— Excerpted passage —
>> start

SWITCHED ON
The daily technology series nobody asked for but everyone needed
Who Owns the Brushstroke: AI Art, Creativity, and the Copyright Crisis
AI image generators trained on billions of human artworks are producing images in seconds. The artists whose work trained them would like a word.
A human artist spends years developing a style. An AI model trains on that style, millions of examples at once, and can reproduce its aesthetic in four seconds flat. Whether that is innovation, theft, or something copyright law has simply never had to think about before is the question currently eating the creative industries alive.
Yesterday we tackled AI regulation — the EU AI Act, the US patchwork of executive orders and voluntary commitments, China's content-control-as-governance approach, and the structural problem that a borderless technology and fragmented regulatory landscape creates when you try to actually govern anything. Today we are staying with AI but moving from policy to something more immediately felt by a much wider range of people: what AI is doing to creative work. Specifically, what happens when systems trained on the accumulated creative output of human civilisation can reproduce, remix, and generate in the style of any artist, writer, or musician who has ever put their work online — without asking, without paying, and without the legal framework having a clear answer about whether any of this is permissible. The artists are furious. The AI companies are arguing fair use. The courts are working through it. Nobody is entirely right. Let's go.
01 — How AI Image Generation Actually Works
To understand the copyright dispute, you need to understand what AI image generators actually do when they train, because the legal and ethical questions hinge on the technical process in ways that are often misrepresented in both directions.

>> end

— Problems to solve —
• A. Name each regulatory approach that the AI art and copyright article recaps from the previous day's coverage.
• B. Pull out every line of the entries below that contains the string "tower", and copy each one in full.

— Dataset records —
>> start

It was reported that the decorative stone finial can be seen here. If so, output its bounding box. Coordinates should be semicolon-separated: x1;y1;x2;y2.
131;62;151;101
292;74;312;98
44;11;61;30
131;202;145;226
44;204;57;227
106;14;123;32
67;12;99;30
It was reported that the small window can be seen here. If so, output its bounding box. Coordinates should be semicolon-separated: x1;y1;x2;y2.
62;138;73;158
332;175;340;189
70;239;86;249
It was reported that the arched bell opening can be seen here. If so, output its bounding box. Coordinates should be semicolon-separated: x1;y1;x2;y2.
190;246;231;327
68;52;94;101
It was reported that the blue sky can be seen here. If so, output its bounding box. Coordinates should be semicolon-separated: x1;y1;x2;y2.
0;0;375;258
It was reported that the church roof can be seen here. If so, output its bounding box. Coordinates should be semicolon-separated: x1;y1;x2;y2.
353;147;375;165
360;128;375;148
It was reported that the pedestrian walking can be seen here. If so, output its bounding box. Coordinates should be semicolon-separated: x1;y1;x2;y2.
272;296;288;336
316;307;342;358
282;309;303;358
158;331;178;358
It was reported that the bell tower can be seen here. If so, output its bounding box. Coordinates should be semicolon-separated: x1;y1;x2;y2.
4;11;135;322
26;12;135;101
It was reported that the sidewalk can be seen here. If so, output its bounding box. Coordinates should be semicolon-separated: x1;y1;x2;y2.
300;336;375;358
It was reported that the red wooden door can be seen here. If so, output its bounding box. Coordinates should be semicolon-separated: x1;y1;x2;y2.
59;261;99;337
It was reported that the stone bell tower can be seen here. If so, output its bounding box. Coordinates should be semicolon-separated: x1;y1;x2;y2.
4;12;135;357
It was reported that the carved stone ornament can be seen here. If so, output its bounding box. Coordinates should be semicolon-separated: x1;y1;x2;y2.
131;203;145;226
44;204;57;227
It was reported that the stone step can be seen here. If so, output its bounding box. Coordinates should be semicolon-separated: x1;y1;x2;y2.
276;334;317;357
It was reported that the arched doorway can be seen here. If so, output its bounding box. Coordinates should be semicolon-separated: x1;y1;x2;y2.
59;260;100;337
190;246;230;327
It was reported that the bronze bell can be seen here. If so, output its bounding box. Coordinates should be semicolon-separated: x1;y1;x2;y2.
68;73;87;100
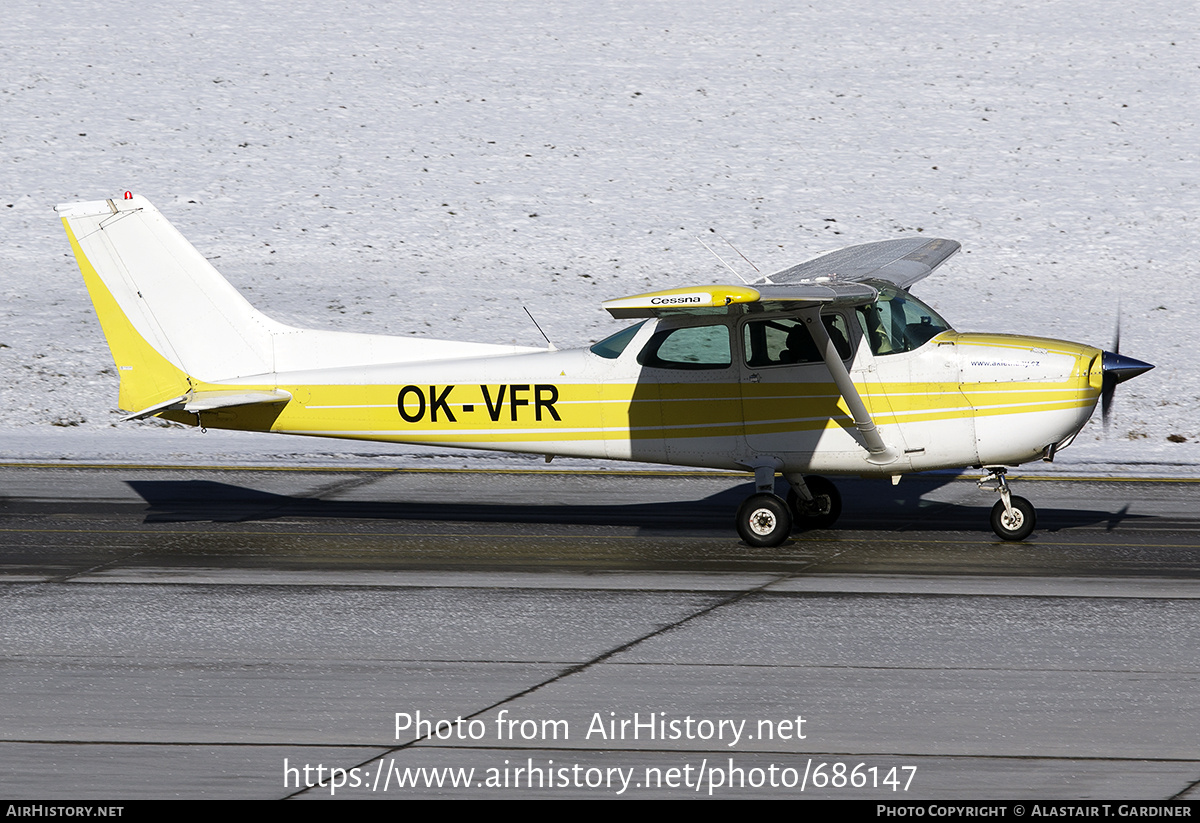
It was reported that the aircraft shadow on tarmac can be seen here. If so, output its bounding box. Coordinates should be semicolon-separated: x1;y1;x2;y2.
126;475;1146;537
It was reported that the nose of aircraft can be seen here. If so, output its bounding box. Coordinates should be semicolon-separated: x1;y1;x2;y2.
1100;352;1153;388
1100;352;1153;429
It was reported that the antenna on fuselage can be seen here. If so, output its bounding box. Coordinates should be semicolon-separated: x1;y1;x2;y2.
691;229;754;286
521;306;558;350
708;229;762;275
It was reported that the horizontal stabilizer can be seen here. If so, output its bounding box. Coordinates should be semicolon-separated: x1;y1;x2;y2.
121;389;292;420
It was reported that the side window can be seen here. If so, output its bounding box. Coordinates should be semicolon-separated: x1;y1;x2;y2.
637;325;733;368
743;314;850;368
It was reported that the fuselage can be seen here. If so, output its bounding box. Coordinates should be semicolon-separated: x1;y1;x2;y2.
177;308;1102;475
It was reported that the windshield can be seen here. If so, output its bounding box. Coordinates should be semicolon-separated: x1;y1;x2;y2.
858;286;950;355
592;320;646;360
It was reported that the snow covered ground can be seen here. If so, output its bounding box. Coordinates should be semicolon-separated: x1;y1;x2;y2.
0;0;1200;475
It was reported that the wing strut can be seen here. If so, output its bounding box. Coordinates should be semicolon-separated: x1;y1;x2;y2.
800;306;900;465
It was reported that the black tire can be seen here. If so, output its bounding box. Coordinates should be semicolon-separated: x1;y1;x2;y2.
991;495;1038;540
738;493;792;547
787;474;841;529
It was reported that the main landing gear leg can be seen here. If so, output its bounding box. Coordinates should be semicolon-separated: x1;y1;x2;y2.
784;474;841;529
979;465;1038;540
738;463;792;547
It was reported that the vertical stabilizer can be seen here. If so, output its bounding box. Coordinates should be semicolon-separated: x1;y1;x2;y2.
58;197;282;410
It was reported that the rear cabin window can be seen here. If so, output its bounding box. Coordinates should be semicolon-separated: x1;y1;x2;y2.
637;325;733;370
743;314;850;368
858;287;950;355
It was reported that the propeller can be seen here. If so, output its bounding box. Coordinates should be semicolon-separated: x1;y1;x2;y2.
1100;310;1153;432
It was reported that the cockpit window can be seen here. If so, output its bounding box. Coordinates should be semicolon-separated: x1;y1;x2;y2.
637;324;733;368
590;320;646;360
858;287;950;355
743;314;850;368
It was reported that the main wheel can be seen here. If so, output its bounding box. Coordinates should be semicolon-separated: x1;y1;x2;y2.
991;494;1038;540
738;492;792;546
787;474;841;529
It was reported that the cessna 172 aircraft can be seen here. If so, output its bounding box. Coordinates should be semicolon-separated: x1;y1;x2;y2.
58;193;1152;546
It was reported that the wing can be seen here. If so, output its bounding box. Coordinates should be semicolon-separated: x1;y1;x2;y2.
602;238;959;319
766;238;960;289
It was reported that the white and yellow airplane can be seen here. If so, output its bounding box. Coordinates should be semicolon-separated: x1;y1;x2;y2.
58;193;1152;546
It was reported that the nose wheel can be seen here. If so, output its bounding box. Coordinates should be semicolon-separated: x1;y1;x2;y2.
979;467;1038;540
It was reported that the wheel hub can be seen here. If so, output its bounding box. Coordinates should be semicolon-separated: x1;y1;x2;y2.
750;509;776;536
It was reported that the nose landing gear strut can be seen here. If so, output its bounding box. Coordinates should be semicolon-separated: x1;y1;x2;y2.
978;465;1038;540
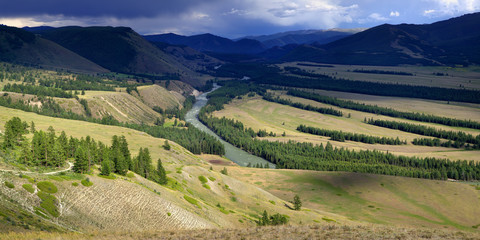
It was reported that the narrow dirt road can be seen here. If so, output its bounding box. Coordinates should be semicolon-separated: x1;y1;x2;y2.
0;162;73;175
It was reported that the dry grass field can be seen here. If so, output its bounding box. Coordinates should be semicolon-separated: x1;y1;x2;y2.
0;108;336;233
279;62;480;89
0;224;480;240
214;96;480;161
228;167;480;231
138;84;185;110
80;91;160;123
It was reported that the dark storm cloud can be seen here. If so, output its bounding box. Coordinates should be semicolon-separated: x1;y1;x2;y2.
0;0;221;18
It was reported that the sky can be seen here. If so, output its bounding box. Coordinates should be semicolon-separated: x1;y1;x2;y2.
0;0;480;38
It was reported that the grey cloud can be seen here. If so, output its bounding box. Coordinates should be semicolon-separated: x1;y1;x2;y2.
0;0;221;18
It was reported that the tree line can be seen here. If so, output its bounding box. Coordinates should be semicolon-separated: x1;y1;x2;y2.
251;67;480;103
3;83;73;98
352;69;413;76
0;95;225;155
412;138;466;149
297;124;407;145
287;90;480;129
2;117;167;184
199;83;480;180
263;94;343;117
364;118;480;148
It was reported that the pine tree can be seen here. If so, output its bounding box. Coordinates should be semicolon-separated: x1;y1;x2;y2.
112;149;128;175
73;145;89;173
163;140;171;151
100;160;112;176
157;159;167;185
143;148;152;179
20;140;33;166
119;136;133;170
3;117;28;149
293;195;302;211
30;121;37;133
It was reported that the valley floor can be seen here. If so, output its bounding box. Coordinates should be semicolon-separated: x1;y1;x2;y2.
0;224;480;240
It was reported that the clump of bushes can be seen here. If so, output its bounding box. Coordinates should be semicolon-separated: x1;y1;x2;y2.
81;178;93;187
5;181;15;188
22;184;35;193
37;181;58;193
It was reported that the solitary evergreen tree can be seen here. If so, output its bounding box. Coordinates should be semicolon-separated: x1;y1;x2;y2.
100;160;112;176
73;145;89;173
293;195;302;211
30;121;36;133
163;140;171;150
157;159;167;185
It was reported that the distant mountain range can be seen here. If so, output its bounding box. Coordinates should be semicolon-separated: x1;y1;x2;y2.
0;26;222;85
144;33;267;54
0;13;480;82
278;13;480;65
0;26;108;72
240;28;365;48
145;13;480;65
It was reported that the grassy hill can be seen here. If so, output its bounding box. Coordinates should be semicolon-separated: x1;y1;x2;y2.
0;104;480;236
281;13;480;66
0;108;338;232
39;27;212;85
228;167;480;230
138;85;185;110
214;92;480;161
0;26;108;73
80;91;161;123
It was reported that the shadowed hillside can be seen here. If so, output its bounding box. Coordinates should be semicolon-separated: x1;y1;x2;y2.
0;26;108;72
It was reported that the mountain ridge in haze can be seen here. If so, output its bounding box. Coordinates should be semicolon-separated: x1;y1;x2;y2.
144;33;267;54
0;25;108;72
279;13;480;65
240;28;365;48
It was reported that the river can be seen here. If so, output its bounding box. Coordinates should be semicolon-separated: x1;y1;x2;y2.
185;84;275;168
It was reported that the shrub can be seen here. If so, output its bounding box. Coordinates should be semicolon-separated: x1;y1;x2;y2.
22;184;35;193
37;191;60;217
183;195;201;208
198;176;208;184
82;178;93;187
37;181;58;193
5;181;15;188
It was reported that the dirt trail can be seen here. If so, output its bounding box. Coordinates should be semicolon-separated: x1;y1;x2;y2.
100;97;129;119
0;162;73;175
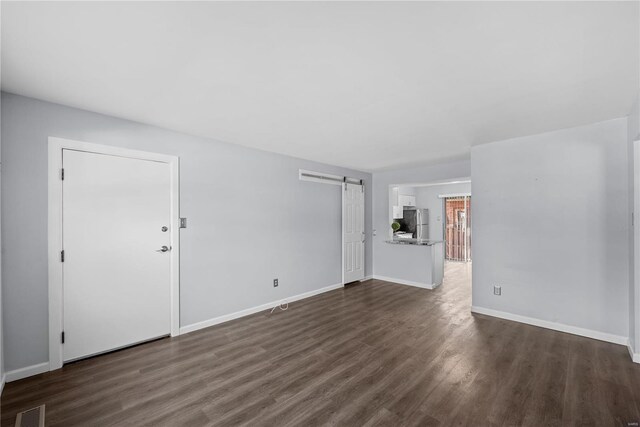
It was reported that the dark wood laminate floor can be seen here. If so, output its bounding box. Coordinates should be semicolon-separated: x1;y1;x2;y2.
1;264;640;426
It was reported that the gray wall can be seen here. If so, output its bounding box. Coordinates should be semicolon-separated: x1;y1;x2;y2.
416;182;473;240
471;118;630;337
627;91;640;352
373;160;471;277
1;93;372;370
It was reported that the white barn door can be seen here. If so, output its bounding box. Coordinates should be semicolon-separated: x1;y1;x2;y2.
342;183;365;283
62;149;172;362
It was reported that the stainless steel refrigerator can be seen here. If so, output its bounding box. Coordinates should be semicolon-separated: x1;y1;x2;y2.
397;206;429;240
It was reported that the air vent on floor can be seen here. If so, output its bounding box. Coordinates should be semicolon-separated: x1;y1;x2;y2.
16;405;44;427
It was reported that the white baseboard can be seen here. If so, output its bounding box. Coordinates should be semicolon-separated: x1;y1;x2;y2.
180;283;344;334
627;341;640;363
471;306;629;345
373;275;440;289
5;362;49;383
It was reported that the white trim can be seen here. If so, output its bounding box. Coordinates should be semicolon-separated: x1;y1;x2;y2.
180;283;344;334
298;169;344;185
47;137;180;372
629;140;640;362
340;182;344;286
471;306;629;345
627;341;640;363
373;274;440;289
5;362;49;383
298;169;363;185
438;193;471;199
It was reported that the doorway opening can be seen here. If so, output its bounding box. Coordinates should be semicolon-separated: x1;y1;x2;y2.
444;195;471;262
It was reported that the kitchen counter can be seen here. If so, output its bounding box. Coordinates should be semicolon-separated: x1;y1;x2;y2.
375;236;444;289
384;239;442;246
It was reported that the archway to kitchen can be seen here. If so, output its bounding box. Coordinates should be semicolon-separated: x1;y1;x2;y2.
386;178;473;289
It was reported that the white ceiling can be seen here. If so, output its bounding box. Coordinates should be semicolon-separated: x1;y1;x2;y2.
2;2;640;170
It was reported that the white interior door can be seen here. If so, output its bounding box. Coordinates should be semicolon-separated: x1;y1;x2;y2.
342;183;365;283
62;149;172;361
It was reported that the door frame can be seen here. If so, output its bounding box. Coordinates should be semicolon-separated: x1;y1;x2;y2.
339;178;367;286
47;136;180;371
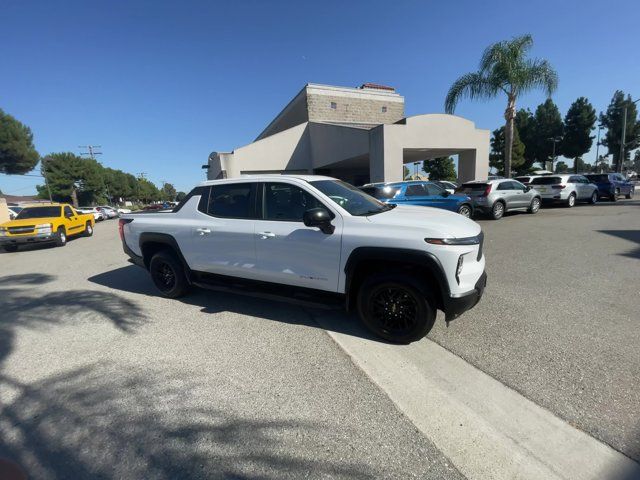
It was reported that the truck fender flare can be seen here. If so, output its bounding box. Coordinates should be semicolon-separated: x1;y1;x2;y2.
344;247;444;308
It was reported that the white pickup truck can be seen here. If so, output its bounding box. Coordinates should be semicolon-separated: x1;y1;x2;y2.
119;175;486;343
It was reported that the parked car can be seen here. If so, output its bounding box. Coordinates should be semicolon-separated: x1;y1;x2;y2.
0;203;95;252
431;180;460;195
513;175;537;185
457;179;542;220
96;206;119;219
361;181;473;218
530;174;598;207
118;175;486;343
584;173;635;202
76;207;106;222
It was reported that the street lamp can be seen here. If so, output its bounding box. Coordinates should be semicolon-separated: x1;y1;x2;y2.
616;98;640;173
547;135;562;173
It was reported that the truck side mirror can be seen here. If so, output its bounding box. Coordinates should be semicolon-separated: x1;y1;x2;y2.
302;208;336;235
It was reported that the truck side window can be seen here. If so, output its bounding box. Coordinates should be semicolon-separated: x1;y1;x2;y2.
264;183;326;222
206;183;256;218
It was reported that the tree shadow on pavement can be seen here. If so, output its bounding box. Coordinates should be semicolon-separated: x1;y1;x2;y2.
0;364;380;480
88;265;386;343
0;273;145;366
597;230;640;259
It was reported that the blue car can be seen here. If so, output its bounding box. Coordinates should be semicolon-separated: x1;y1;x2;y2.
584;173;634;202
360;181;473;218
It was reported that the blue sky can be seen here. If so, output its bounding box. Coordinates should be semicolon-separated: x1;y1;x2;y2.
0;0;640;194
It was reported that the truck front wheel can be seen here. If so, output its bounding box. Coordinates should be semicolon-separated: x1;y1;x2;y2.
149;250;189;298
358;274;436;343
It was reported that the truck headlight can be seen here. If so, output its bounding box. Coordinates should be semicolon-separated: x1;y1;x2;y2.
456;255;464;285
36;223;53;234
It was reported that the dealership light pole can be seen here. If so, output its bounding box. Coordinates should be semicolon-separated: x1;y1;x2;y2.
616;98;640;173
547;135;562;173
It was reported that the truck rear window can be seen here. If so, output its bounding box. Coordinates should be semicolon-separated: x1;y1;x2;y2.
531;177;562;185
16;207;60;220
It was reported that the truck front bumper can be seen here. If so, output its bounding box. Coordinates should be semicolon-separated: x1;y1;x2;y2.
444;272;487;322
0;233;54;246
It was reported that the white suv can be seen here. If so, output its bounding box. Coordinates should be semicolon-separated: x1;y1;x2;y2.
119;175;486;343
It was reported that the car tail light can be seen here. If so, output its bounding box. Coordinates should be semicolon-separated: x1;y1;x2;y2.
118;218;133;242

>> end

— Full answers —
• A.
- The EU AI Act
- The US patchwork of executive orders and voluntary commitments
- China's content-control-as-governance approach

• B.
It was reported that the bell tower can be seen here. If so, output its bounding box. Coordinates should be semicolon-separated: x1;y1;x2;y2.
It was reported that the stone bell tower can be seen here. If so, output its bounding box. Coordinates should be semicolon-separated: x1;y1;x2;y2.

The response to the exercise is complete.